OBJETIVOS -
- a) Enumere todos os compositores citados nominalmente no texto sobre compositores britânicos.
- b) Prossiga o texto sobre compositores britânicos a partir da última frase apresentada.

TRECHO PARA LEITURA -
=======
Compositores Britânicos

Começo a postagem de hoje relembrando meu tempo de estudante. Eu sempre tive um lado meio, digamos do contra. Enquanto todo mundo corria para um lado, eu gostava de, de vez em quando, correr para o lado onde ninguém estava indo. Isso quer dizer que eu acabava pesquisando algumas coisas que chamavam a atenção de muito pouca gente. Uma dessas minhas pesquisas envolveu os compositores britânicos.

Como estudante de música, eu praticamente só tocava obras de compositores alemães, franceses, italianos, russos e brasileiros. Até que em um belo dia comecei a pensar: e os compositores ingleses? Por que ninguém fala deles? Por que nunca ouço suas obras?

Quando perguntava isso a colegas ouvia como resposta que os compositores ingleses eram em geral desinteressantes… que com exceção de Henry Purcell e Elgar, não havia muito mais o que ouvir.

Eu nunca consegui acreditar nessas respostas, e assim, saí à luta. E descobri muitos compositores britânicos pra lá de interessantes. E um pouco da música desses compositores muito pouco conhecidos eu vou compartilhar com vocês hoje.

Malcolm Arnold

O primeiro deles é Malcolm Arnold, que nasceu em Northampton em 1921 e faleceu em 2006.  Arnold foi trompetista, ocupando uma das cadeiras da Orquestra Filarmônica de Londres. Em 1948, com 27 anos de idade, ele deixou a orquestra para dedicar-se exclusivamente à composição.

A maior parte de sua obra foi escrita para orquestra, destacando-se 9 sinfonias, compostas entre 1951 e 1982. Além disso escreveu muita música para cinema.

Seu estilo mostra influências de Sibelius e Berlioz. Esse comentário pode soar um pouco estranho para que conhece bem a obra desses dois compositores. Mas isso fica fácil de entender quando ouvimos um comentário muito frequente sobre sua obra, que diz: “existem dois Malcolm Arnolds: um leve e um pesado”

Claro que esse é um comentário simplista, mas que tem uma base na verdade. Acontece que Arnold era capaz de escrever música da maior densidade dramática, bem como expressar muito humor e sarcasmo.

Aliás, aqui e ali Arnold se permitia a liberdade de tocar os universos da música pop, do jazz e da música hollywoodiana, coisa que faz dele um compositor cada vez mais atual.
=======
DADOS BRUTOS -
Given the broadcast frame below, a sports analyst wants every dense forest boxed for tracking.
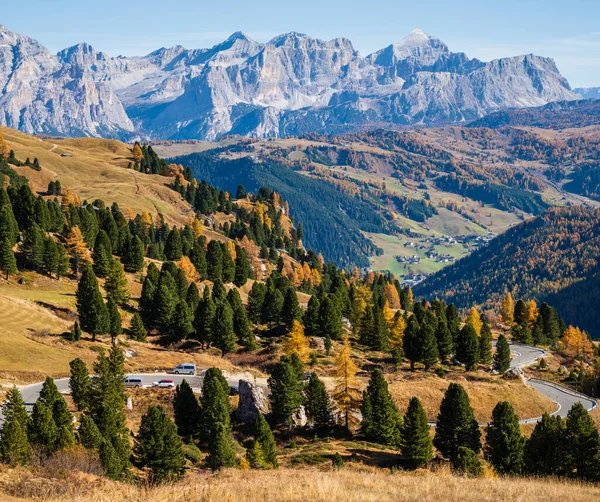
=======
RESPOSTAS EM ORDEM -
- a) Henry Purcell, Elgar, Malcolm Arnold, Sibelius, Berlioz

- b)
Vamos conferir esses aspectos de sua obra na interessantíssima Serenata para Pequena Orquestra, opus 26. Ela foi escrita em 1950, quando o autor tinha 29 anos. Tem 3 movimentos: Allegretto, Andante com moto e Allegro Vivace.

Malcolm Arnold : Serenade for small orchestra Op. 26 (1950).

Arnold Bax

Aliás, muitos desses compositores foram praticamente ignorados fora da Inglaterra durante suas vidas por serem considerados muito conservadores, distantes das experiências ousadas de artistas como John Cage ou Stockhausen. Mas esse julgamento talvez tenha sido severo demais, e sob esse aparente conservadorismo existe um pensamento musical muito rico e digno de ser ouvido.

Continuemos então com Arnold Bax, que viveu entre 1883 e 1953, ou seja, pertenceu a uma geração anterior à de Malcolm Arnold. Como este, Bax revela também a influência de Sibelius. A maior parte de sua música é muito densa, em harmonia e contraponto.

Sua obra é bastante grande, incluindo sete sinfonias, concertos, música de câmara, coral e música para cinema.

A obra de Bax para piano também é muito interessante. Bax era apaixonado pela Rússia e por sua cultura. Ele visitou o país em 1910, assim como aconteceu com diversos artistas em vários países europeus, encantou-se com os bailados russos que eram apresentados naquela década.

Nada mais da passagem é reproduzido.